• Exercise brief
Rewrite the material from its first line through the line containing "539,318 -> 604,456", swapping each "detect" for "locate" and leaving everything else unchanged.

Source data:
↓↓↓

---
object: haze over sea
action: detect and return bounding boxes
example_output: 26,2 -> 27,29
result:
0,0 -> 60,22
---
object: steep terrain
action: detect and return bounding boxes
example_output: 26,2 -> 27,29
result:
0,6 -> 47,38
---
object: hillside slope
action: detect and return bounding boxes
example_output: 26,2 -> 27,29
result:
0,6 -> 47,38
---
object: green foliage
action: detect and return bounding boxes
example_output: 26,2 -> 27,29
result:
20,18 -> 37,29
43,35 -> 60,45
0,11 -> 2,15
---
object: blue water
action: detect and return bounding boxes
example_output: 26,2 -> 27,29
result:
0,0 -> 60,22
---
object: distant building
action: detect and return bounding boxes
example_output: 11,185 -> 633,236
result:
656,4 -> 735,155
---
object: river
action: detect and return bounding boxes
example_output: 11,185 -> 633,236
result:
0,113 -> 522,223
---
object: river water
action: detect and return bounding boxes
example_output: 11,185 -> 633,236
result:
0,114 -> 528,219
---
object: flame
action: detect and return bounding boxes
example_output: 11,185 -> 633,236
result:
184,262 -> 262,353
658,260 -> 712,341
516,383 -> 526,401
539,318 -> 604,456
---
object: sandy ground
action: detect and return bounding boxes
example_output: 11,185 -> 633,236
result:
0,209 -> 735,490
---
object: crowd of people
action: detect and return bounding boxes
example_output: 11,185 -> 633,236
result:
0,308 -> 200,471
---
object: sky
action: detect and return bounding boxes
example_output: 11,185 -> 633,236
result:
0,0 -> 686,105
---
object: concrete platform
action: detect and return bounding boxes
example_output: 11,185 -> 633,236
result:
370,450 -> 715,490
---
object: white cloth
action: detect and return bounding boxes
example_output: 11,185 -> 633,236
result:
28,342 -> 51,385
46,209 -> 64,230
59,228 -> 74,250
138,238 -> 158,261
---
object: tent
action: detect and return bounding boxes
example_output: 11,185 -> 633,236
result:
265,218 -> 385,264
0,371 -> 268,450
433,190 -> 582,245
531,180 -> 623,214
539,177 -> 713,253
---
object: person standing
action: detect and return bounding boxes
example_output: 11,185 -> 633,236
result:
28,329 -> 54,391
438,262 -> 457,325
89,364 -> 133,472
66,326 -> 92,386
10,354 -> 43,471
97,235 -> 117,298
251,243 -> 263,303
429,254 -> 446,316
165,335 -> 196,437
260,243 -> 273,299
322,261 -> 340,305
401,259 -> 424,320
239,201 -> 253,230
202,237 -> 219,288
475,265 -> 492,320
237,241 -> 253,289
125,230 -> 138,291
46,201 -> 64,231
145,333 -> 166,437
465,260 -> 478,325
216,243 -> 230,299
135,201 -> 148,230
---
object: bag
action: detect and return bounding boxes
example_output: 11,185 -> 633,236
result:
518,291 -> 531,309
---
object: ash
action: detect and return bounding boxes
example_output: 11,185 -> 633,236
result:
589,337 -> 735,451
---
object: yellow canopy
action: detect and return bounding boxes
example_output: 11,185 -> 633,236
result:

↑↑↑

• Written response
---
object: haze over sea
action: locate and return bounding boxes
example_output: 26,2 -> 27,29
result:
0,0 -> 60,22
---
object: steep terrain
action: locate and return bounding boxes
example_output: 26,2 -> 27,29
result:
0,6 -> 47,38
---
object: hillside slope
action: locate and return bounding boxes
example_output: 26,2 -> 27,29
result:
0,6 -> 47,38
---
object: green foliage
action: locate and return bounding boxes
example_output: 26,2 -> 27,29
result:
20,18 -> 37,29
43,35 -> 60,45
0,11 -> 2,15
---
object: blue water
action: locate and return bounding boxes
example_output: 26,2 -> 27,29
result:
0,0 -> 60,22
---
object: distant building
action: locate and return bounding boxes
example_output: 11,185 -> 633,236
result:
656,4 -> 735,155
---
object: river
action: locate and return bounding boxes
example_output: 11,185 -> 633,236
result:
0,113 -> 522,223
---
object: river water
action: locate and return bounding boxes
example_output: 11,185 -> 633,236
result:
0,114 -> 528,219
---
object: flame
action: locate and return bounding boxes
example_output: 11,185 -> 633,236
result:
184,262 -> 262,353
658,260 -> 712,341
516,383 -> 526,401
539,318 -> 604,456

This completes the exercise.